Task statement
Can you update the items below so that "Wildlife camera-trap request" becomes "Annotation request" wherever it appears, with everything else left unchanged?
•••••
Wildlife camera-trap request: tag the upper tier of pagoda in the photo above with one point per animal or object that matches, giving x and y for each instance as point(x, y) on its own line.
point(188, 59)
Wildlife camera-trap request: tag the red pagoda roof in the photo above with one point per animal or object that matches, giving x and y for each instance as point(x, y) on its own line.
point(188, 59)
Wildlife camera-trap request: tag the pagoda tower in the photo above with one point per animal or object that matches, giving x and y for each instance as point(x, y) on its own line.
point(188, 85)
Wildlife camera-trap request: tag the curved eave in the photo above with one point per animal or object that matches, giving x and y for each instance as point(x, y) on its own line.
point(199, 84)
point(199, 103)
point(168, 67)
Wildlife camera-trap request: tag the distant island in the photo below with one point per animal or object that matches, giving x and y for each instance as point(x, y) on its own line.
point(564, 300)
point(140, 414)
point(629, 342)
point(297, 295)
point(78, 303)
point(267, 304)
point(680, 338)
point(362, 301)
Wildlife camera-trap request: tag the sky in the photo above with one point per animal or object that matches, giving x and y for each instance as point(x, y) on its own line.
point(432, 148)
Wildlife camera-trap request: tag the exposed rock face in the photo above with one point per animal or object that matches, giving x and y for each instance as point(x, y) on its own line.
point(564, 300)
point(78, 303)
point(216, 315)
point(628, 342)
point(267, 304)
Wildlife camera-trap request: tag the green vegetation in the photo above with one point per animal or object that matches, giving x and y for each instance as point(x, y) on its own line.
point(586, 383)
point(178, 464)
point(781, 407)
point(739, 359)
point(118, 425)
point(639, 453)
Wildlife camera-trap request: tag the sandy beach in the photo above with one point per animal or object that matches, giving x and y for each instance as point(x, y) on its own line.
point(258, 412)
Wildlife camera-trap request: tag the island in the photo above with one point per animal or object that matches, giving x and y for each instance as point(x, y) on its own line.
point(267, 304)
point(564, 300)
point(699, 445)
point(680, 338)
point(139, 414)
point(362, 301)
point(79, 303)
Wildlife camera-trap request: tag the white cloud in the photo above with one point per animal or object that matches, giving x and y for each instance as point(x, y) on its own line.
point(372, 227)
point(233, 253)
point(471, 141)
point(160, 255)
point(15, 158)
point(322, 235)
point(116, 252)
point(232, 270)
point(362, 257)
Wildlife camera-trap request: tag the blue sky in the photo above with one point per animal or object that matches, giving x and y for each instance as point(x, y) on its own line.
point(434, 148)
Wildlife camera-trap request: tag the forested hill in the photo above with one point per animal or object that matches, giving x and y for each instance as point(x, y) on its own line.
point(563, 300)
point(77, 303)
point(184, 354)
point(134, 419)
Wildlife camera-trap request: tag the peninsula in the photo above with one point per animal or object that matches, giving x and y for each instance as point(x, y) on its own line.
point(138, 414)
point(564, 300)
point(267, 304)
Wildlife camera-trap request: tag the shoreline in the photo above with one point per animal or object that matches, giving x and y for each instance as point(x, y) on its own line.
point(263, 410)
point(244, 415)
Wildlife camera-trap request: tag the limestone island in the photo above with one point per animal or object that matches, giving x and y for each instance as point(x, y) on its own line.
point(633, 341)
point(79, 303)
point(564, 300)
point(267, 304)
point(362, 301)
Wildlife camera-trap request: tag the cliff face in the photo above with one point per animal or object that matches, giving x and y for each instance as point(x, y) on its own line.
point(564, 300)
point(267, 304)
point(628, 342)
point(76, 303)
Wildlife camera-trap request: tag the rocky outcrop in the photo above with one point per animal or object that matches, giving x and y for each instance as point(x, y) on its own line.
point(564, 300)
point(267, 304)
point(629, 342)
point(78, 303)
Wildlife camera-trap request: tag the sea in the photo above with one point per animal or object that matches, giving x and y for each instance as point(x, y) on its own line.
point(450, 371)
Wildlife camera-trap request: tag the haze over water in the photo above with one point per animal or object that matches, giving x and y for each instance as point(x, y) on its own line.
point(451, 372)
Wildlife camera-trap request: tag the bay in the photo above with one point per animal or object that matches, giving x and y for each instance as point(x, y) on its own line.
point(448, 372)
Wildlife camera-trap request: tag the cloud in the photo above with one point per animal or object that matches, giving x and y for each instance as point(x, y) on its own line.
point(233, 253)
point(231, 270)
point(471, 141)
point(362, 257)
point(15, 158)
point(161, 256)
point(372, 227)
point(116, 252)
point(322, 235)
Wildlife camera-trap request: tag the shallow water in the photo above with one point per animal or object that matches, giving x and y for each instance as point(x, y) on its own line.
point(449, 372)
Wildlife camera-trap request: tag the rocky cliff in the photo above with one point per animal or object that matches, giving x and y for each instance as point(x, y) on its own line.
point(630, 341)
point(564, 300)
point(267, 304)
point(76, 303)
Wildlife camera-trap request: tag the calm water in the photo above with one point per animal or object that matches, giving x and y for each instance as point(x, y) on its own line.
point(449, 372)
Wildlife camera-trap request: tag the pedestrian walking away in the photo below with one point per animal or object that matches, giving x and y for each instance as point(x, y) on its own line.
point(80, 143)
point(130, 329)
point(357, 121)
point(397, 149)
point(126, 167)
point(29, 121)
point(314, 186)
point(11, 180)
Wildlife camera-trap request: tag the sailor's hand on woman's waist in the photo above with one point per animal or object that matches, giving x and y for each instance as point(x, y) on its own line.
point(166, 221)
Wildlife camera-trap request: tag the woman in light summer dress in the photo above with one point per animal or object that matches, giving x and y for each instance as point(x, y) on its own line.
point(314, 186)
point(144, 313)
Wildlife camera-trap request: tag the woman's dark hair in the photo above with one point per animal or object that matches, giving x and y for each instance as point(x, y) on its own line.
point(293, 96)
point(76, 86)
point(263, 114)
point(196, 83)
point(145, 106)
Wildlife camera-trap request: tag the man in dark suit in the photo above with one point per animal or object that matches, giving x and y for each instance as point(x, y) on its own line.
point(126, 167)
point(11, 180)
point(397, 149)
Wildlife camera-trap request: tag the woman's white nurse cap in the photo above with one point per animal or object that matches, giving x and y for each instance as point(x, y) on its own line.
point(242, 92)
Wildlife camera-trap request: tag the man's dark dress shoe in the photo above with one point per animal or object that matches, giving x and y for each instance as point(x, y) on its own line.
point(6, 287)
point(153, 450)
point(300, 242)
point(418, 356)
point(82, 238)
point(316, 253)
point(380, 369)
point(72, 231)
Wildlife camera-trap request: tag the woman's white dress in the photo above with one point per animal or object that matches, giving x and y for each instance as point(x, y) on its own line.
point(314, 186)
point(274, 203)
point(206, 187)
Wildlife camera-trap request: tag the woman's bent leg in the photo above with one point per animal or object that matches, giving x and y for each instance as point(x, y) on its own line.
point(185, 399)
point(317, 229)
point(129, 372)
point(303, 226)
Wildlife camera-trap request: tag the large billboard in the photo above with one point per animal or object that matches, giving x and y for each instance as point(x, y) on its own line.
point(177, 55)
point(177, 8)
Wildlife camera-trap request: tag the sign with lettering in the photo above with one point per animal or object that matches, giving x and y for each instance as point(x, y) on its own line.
•••••
The completed task
Annotation request: tag the upper tier of pagoda in the photo above with one point per animal or object that matches, giving x and y for each instance as point(x, y) on its own line.
point(188, 59)
Annotation request: tag the red pagoda roof in the photo above with one point per animal or object that matches, giving x and y for each instance as point(x, y) on its own line.
point(188, 59)
Annotation request: tag the pagoda tower in the photo above with one point per animal or object that matches, giving x and y for each instance as point(x, y) on its own line.
point(188, 85)
Annotation request: tag the curved eave in the photo above with one point per animal or object that matches, giving x and y for each instance as point(x, y) on its own line.
point(199, 84)
point(199, 103)
point(168, 67)
Annotation request: tag the distant island in the photo below with one point per animal or object that matches, giving x and y for each instance as point(x, y) on its own line.
point(564, 300)
point(140, 414)
point(629, 342)
point(297, 295)
point(78, 303)
point(267, 304)
point(680, 338)
point(362, 301)
Annotation request: tag the sky in the photo above with one point per animal or object that matches, giving x and y for each instance as point(x, y) on its own line.
point(432, 148)
Annotation request: tag the exposed rock face in the photo above with one point per animal or object that matches, giving x and y for each instance as point(x, y) on its own line.
point(564, 300)
point(78, 303)
point(216, 315)
point(628, 342)
point(267, 304)
Annotation request: tag the green vegetation in the photo above with one point per animal or object that matches, giving x and y for each instance as point(x, y) on its own line.
point(586, 383)
point(178, 464)
point(781, 407)
point(739, 359)
point(118, 425)
point(639, 453)
Annotation request: tag the sandy beach in the photo above with one point per animal or object that matches, giving x and y for each instance as point(x, y) on its own line.
point(258, 412)
Annotation request: tag the island in the photo above with one point per animal or object that matches, giving x and y for each instance as point(x, y) on its own line.
point(267, 304)
point(564, 300)
point(699, 445)
point(680, 338)
point(139, 414)
point(362, 301)
point(79, 303)
Annotation request: tag the white cloud in the photo above with one point per animal or object that matches, giving x and y for each instance as point(x, y) on its own line.
point(372, 227)
point(233, 253)
point(471, 141)
point(160, 255)
point(15, 158)
point(322, 235)
point(116, 252)
point(232, 270)
point(362, 257)
Annotation request: tag the blue sky in the photo above with one point per animal or object that matches, giving x and y for each instance as point(x, y) on its own line.
point(434, 148)
Annotation request: tag the forested hill in the photo above with one point per animal or object that matches, giving x and y for each instance as point(x, y) on its own line.
point(563, 300)
point(77, 303)
point(184, 354)
point(134, 419)
Annotation request: tag the peninsula in the photo above with one point per animal or object that matches, giving x and y for each instance as point(x, y) on its own line.
point(138, 414)
point(564, 300)
point(267, 304)
Annotation request: tag the shoreline in the photo above with one point per animal or object that matches, giving x and y for each instance as point(x, y) on its own line.
point(263, 410)
point(244, 415)
Annotation request: tag the limestone island in the photo above with one point per animal or object that matches, giving x and y for each instance as point(x, y) on its own line.
point(633, 341)
point(79, 303)
point(564, 300)
point(267, 304)
point(362, 301)
Annotation request: tag the cliff face in the photo above with one point per animal or object that matches, giving x and y for each instance as point(x, y) on its own line.
point(564, 300)
point(267, 304)
point(628, 342)
point(76, 303)
Annotation request: tag the rocky outcrop in the photo above with one point per animal or object that matches, giving x and y for each instance as point(x, y) on its own line.
point(564, 300)
point(267, 304)
point(629, 342)
point(78, 303)
Annotation request: tag the sea in the photo above with one point per animal or object that matches, giving x and y for each instance as point(x, y) on its own line.
point(450, 371)
Annotation request: tag the haze over water in the photo above with one point per animal or object that matches, giving x and y for each instance as point(x, y) on its own line.
point(451, 372)
Annotation request: tag the bay in the photo above with one point per animal or object that matches, giving x and y for each instance as point(x, y) on its own line.
point(448, 372)
Annotation request: tag the cloud in the photo above with one point per animal or object that matches, giving x and y for each instance as point(x, y) on its own line.
point(233, 253)
point(231, 270)
point(471, 141)
point(362, 257)
point(15, 158)
point(161, 256)
point(372, 227)
point(116, 252)
point(322, 235)
Annotation request: tag the shallow water in the photo above with one point per animal or object that matches, giving x and y for each instance as point(x, y) on its own line.
point(449, 372)
Annotation request: tag the rocky cliff in the photo above with one point per animal or object that matches, giving x and y for each instance as point(x, y) on its own line.
point(630, 341)
point(564, 300)
point(267, 304)
point(76, 303)
Annotation request: tag the calm water in the photo above with one point per animal or object that matches, giving x and y for each instance as point(x, y) on its own line.
point(449, 372)
Annotation request: tag the pedestrian walking away in the photo below with one point per animal or object that matches, giving x and y for each instance as point(x, y) on its own line.
point(80, 143)
point(130, 329)
point(357, 121)
point(397, 149)
point(126, 167)
point(29, 121)
point(314, 186)
point(11, 180)
Annotation request: tag the sailor's hand on woman's waist in the photo above with one point per animal or object that matches, giving x and y for each instance as point(x, y) on its own line.
point(166, 221)
Annotation request: tag the woman in light summer dress in the photo above with one point per animal or object that matches, giving x and y for each instance as point(x, y) on its own line.
point(314, 186)
point(144, 313)
Annotation request: tag the woman's dark hair in the photo above with one point per animal or object that matches, giving x and y for each instance as point(x, y) on its own line.
point(293, 96)
point(76, 86)
point(263, 114)
point(196, 83)
point(145, 106)
Annotation request: tag the man in dark suit in the photo above with one point per animal or object that matches, giving x and y for each instance as point(x, y) on its own line.
point(126, 167)
point(11, 180)
point(397, 149)
Annotation request: tag the woman's white nurse cap in the photo above with one point per animal or object that matches, giving x and y for each instance as point(x, y) on its own line.
point(242, 92)
Annotation request: tag the man's dark dress shoe in the photo above with one point per animal or object that matches, giving x and y for each instance as point(x, y) on its own line.
point(6, 287)
point(153, 450)
point(300, 242)
point(418, 356)
point(82, 238)
point(316, 253)
point(380, 369)
point(72, 231)
Annotation request: tag the woman's white dress in the photo above with one point per animal or object that matches, giving x and y for each instance as point(x, y) on its own line.
point(314, 186)
point(274, 203)
point(206, 187)
Annotation request: tag the woman's bent leg in the photo above with one point per animal or object that matches, giving x and y for each instance as point(x, y) on its own line.
point(185, 399)
point(317, 229)
point(129, 372)
point(303, 226)
Annotation request: tag the large billboard in the photo above with one point per animal or object that matches, giving x and y for each instance as point(x, y) on its own line.
point(177, 55)
point(177, 8)
Annotation request: tag the sign with lettering in the photo above with one point per animal or object that matches, giving x and y for each instance as point(x, y) on its own line.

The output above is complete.